What you need to do:
**A)** In the memoir passage about graduate school at Johns Hopkins, in what year did the writer first meet Dylan Thomas?
**B)** Resume the memoir passage about graduate school at Johns Hopkins, continuing it from its final sentence.

Start of Text section

I enrolled in the Johns Hopkins University graduate school, earn­ing a master’s in creative writing, with a bit of philosophy, courtesy of George Boas, and prose classes seated next to wisecracking John (then Jack) Barth. My two years were serendipitous. During my sec­ond day on campus, crossing the grass near Charles Street, I was approached by a TV crew who asked if they could interview me on camera. Flattered, I asked why, and the response was “We’re doing a series on regional American accents and you have the best Balti­more [‘Ballimer’] accent we’ve heard.” I was momentarily demoral­ized, remembering I’d spent four years in Massachusetts trying to lose that rather nasal, hard-to-describe accent. (As a kid, I had listened to my mother and her girlfriends taking weekly French lessons at our house with Mademoiselle La Rue. Their strong Baltimore accents made French unappealing or amusing, and I promised myself I would shed mine.) But the succeeding classes and fellow students—many guys my senior who had returned from World War II service and benefited from the GI Bill for education—made for a lively, varied group of companions. There was only one other girl, Julie, a serious, accomplished thirty-year-old I aspired to be like.
 
Two meetings with outside speakers at JHU—extraordinary Dylan Thomas and ordinary-seeming William Styron—played interesting roles in my on-and off-campus life. I first met Dylan Thomas one sunny mild afternoon in 1951 on the green-lawned Johns Hopkins University campus. As a poet, I’d been asked to be his guide and keep him company on his first American visit, and to make sure he got to his 6:00 p.m. reading and talk in the auditorium.

End of Text section
Start of Excerpted data

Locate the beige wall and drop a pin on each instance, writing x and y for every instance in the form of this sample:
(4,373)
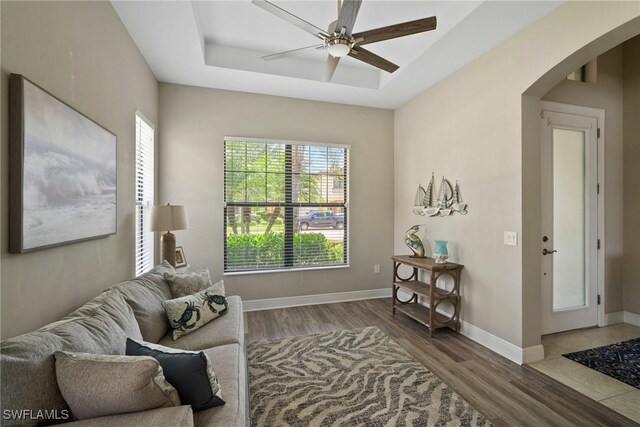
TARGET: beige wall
(631,257)
(194,122)
(469,127)
(81,53)
(605,94)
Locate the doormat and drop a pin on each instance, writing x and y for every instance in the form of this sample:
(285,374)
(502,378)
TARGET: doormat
(620,361)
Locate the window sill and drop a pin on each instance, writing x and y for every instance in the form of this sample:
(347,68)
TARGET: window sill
(284,270)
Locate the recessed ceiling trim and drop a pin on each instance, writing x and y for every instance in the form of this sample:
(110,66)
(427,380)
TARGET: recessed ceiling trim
(181,41)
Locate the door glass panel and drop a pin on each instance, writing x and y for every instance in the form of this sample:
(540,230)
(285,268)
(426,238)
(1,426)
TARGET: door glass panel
(569,284)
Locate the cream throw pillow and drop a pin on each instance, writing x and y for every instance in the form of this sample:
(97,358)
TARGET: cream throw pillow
(96,385)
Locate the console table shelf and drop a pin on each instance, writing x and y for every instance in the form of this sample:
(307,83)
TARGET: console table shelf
(430,292)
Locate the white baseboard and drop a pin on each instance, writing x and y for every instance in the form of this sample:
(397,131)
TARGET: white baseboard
(494,343)
(272,303)
(613,318)
(532,354)
(621,316)
(632,318)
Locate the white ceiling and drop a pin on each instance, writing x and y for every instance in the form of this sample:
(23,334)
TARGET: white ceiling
(218,44)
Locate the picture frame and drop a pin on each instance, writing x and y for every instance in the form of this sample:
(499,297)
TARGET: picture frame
(62,172)
(181,260)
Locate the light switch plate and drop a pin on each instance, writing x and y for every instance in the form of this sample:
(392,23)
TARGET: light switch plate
(511,238)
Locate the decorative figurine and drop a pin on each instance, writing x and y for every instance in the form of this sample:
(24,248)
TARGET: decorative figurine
(440,253)
(414,242)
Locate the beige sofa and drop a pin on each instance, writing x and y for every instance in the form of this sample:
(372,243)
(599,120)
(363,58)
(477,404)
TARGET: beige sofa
(130,309)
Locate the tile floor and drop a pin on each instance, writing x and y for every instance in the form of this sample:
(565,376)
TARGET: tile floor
(610,392)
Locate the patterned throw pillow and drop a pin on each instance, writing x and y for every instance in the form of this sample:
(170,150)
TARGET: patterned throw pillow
(187,314)
(190,372)
(189,283)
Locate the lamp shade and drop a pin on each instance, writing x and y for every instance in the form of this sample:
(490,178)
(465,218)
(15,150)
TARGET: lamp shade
(169,217)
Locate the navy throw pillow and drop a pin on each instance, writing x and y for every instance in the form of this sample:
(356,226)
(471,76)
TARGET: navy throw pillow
(189,372)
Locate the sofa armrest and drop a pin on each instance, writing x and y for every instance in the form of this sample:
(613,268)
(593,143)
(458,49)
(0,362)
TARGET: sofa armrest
(179,416)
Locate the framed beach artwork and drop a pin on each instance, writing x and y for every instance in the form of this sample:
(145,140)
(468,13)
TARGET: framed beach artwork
(62,172)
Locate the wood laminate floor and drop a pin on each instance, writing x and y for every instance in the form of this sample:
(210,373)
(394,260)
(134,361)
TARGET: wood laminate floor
(506,393)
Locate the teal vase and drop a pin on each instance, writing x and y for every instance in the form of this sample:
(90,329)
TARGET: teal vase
(440,253)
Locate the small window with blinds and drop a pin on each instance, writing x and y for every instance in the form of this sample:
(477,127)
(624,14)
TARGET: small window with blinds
(286,205)
(144,194)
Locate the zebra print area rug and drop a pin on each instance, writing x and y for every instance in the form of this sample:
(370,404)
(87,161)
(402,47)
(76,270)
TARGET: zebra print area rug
(348,378)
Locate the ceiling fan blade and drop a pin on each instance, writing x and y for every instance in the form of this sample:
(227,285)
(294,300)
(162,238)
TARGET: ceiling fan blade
(397,30)
(288,53)
(348,15)
(330,68)
(371,58)
(291,18)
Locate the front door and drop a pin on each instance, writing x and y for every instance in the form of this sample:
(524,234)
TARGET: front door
(569,238)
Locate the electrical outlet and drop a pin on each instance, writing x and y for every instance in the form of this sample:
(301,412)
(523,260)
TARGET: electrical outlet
(511,238)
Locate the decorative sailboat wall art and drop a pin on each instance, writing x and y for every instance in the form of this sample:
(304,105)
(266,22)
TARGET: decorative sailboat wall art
(447,201)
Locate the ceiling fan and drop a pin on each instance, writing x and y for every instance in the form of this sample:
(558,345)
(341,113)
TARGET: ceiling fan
(339,39)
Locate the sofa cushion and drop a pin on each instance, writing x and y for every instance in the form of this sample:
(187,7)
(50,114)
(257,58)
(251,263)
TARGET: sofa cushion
(183,284)
(190,372)
(228,329)
(229,363)
(145,294)
(176,416)
(96,385)
(187,314)
(26,362)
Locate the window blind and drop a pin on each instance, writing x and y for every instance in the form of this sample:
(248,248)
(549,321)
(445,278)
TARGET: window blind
(144,195)
(286,205)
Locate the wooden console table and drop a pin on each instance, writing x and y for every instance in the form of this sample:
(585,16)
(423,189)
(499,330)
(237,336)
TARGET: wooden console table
(427,314)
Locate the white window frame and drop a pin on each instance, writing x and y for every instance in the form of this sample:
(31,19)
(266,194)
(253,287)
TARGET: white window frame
(347,241)
(144,194)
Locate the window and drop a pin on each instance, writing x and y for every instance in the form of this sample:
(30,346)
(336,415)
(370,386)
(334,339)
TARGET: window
(282,207)
(144,193)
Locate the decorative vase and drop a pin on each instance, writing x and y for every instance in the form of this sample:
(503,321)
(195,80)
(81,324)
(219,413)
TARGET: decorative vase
(413,242)
(440,253)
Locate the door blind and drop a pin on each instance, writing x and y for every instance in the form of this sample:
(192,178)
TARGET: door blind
(144,195)
(286,205)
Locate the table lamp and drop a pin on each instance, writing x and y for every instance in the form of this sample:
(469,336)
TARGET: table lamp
(166,218)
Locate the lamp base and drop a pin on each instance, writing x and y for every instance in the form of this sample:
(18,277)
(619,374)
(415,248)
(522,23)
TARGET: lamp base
(168,249)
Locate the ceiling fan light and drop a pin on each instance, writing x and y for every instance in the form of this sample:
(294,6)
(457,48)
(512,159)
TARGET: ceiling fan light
(338,50)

End of Excerpted data

Results by task:
**A)** 1951

**B)**
Thomas, whose poetry I admired greatly and memorized spo­radically, was more charming than I’d anticipated—funny, observant, easygoing, flirtatious, unassuming, curious, and wicked. I say wicked because my strict instructions were not to let him drink before his evening performance. At about 3:00 p.m. he rolled up his left pants leg and took out a bottle of booze, downing it all. At about 5:00 p.m., ditto on the right leg.
 
At just before 6:00 p.m., upstairs in the office of program director Elliott Coleman (which fortuitously had stairs leading from his door directly down to the auditorium), Dylan was standing over Elliott’s large, beautifully appointed mahogany desk looking at the professor’s papers atop an elegant leather desk set, when I announced that it was time to go out and down the stairs. “Oh,” Dylan said amicably, and proceeded to throw up all over the desk and its contents. Disbelieving, I watched him wipe his mouth, smile at me, and walk out the door. Needless to say, I had to do my best to clean up pronto, so I missed at least half of his applause-punctuated delivery. I managed to sit down in the auditorium in time to hear him recite insouciantly, “When I was a windy boy and a bit . . .” How winningly he performed.
 
About a year later, the poet returned to the United States for an appearance in Washington, D.C. I received a call from Richmond Lat­timore, his host, saying Dylan had prompted him to ask if it was okay for the two of them to visit me at my house in Baltimore where I was living with my mother. I was delighted. Mother was not. She had read in the Baltimore Sun that Dylan had drunkenly knocked over and destroyed a big valuable (“Grecian”?) urn in some fancy lady’s apart­ment in New York City. “But, Mom,” I protested, “we don’t have any urns. And your china is all locked in the glass breakfront.”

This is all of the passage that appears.